- _What you should do_
Nothing but the data itself, reproduced exactly, is the expected answer.

- _Data for the task_
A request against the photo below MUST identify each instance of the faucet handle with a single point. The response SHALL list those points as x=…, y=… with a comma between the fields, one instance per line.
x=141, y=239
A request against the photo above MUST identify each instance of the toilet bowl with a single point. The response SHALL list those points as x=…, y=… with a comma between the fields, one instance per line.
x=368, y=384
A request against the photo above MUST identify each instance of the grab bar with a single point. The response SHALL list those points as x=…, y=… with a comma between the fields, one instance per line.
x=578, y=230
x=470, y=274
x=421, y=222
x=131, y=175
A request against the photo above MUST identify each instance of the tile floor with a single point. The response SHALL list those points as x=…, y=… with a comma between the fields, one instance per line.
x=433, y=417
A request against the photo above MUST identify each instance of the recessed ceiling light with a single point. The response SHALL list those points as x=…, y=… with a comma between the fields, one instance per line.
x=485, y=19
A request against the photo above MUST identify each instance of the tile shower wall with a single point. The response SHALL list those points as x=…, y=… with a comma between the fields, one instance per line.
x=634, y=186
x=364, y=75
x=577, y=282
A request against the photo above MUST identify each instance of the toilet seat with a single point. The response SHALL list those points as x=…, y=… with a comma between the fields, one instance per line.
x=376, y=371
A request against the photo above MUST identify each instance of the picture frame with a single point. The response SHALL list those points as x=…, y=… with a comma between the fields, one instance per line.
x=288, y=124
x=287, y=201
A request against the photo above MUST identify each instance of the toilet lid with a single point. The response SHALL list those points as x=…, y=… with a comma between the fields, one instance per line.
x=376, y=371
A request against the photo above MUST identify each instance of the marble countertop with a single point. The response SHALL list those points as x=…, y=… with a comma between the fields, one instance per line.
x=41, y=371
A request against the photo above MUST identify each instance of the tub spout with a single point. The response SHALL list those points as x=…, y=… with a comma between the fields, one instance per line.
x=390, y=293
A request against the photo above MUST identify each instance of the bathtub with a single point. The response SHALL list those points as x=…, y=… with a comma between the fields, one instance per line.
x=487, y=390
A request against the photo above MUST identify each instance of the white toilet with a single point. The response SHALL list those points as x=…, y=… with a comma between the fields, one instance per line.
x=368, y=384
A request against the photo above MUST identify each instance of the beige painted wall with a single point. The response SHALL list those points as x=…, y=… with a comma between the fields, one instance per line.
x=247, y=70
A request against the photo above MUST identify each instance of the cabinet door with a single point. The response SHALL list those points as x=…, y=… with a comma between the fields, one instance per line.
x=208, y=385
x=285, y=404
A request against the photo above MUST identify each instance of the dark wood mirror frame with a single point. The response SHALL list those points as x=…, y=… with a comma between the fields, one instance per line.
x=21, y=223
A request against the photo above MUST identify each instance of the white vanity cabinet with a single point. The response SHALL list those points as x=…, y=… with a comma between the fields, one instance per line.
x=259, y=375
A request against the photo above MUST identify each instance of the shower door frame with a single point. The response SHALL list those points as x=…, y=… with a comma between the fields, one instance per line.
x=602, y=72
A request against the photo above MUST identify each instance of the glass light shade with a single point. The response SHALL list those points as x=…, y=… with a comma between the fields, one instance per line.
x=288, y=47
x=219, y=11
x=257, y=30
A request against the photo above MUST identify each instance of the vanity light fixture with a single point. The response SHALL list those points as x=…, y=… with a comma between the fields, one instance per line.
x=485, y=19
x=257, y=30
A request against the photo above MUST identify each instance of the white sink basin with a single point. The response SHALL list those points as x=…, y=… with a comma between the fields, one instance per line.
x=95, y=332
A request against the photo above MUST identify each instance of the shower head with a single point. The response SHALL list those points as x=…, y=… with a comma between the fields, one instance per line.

- _Your response_
A request against the photo below MUST identify each instance of the faucet handle with a single point. The response SHALL list those points as x=…, y=… with a comma between the fields, one instance per line.
x=141, y=239
A request against the photo above MUST identify each instance of the toilet bowl with a single point. The response SHALL list those points as x=…, y=… with a comma between the fields, one instance per line.
x=368, y=384
A request against the photo above MUST identify each instance of the grab bar with a single point. The response SHALL list those points as x=…, y=… with a comma between the fields, one instance per line.
x=578, y=230
x=470, y=274
x=421, y=222
x=131, y=175
A request against the photo above MUST identify each instance of the tile floor with a single point. The response SHALL list those points as x=…, y=… with a comma between the fields, one instance per line.
x=433, y=417
A request against the photo above MUST identify each instance of the recessed ceiling light with a single point. The response SHALL list those points as x=…, y=… with a comma between the fields, one instance per line.
x=485, y=19
A request against the photo above MUST identify each instance of the tile shower wall with a single point. The response SHALL list those points as x=…, y=… with a comma between the fields, one instance per line.
x=634, y=186
x=364, y=75
x=577, y=282
A request against the photo above MUST identify each instance of the toilet seat with a single point. The response SHALL list those points as x=…, y=… with a comma between the fields, one instance per line.
x=376, y=371
A request against the photo above MUST identify each instance of the picture frame with a single point. The response SHALL list those points as x=…, y=… with a comma between the fields, one instance per line.
x=288, y=124
x=287, y=201
A request against the photo above MUST identify each instance of the toilet lid with a single point. The response SHALL list those points as x=…, y=… with a comma between the fields, one instance per line.
x=376, y=371
A request against the photo above MUST identify each instance of the marble countertop with a single point. The response SHALL list those points as x=…, y=… with a comma between the fields, one instance per line.
x=41, y=371
A request against the photo above MUST identify each instance of the tub spout with a single point. The response SHALL list those points as x=…, y=… with a comma between the fields, one instance per line.
x=390, y=293
A request against the photo above MUST identify each instance of the bathtub with a single point. The response SHALL list those points as x=…, y=… with a comma between the fields, one instance per line.
x=487, y=390
A request against the photo above MUST identify each instance of the white toilet with a single point. The response SHALL list those points as x=…, y=… with a comma between the fields, one instance per line.
x=368, y=384
A request against the photo above MUST identify each instance of the beige painted wall with a single point. The response SHALL list those points as x=…, y=… with a comma between the fields, one instance per line.
x=247, y=70
A request against the photo above MUST identify each instance of the cabinet door with a single point. The response SHALL list those points as x=…, y=… with a comma between the fields, one instance per line.
x=208, y=385
x=285, y=404
A request against the photo above MUST identify each instance of the dark wood mirror frame with a single point. The response SHALL list those points as x=…, y=… with a comma between the fields, one instance per line.
x=21, y=223
A request against the photo above MUST identify each instance of the white vanity cabinet with a single point. The response SHALL list those points as x=…, y=… with a comma between the fields, one instance per line.
x=259, y=375
A request against the photo above MUST identify each instance of the shower door frame with a single point. The response SHALL list those points as x=…, y=… with a comma between the fields, one instance per line.
x=602, y=72
A request against the photo above MUST identify each instance of the glass light shade with a single point. The response SHALL list those points as x=…, y=… with a comma between the fields, one instance per line.
x=288, y=47
x=219, y=11
x=257, y=30
A request against the photo above MUST identify each instance of the vanity light fixture with a single point. The response SHALL list those points as x=…, y=… with a comma between the fields, one instance per line.
x=485, y=19
x=257, y=30
A request against the photo above MUST identify each instance of the white sink basin with a single point. The response SHALL list those points as x=…, y=… with a comma between the fields, one instance per line.
x=95, y=332
A request against the photo above MUST identify each instance of the shower head with a single point. The response SHALL list those points as x=…, y=… with a comma between the fields, one instance per line.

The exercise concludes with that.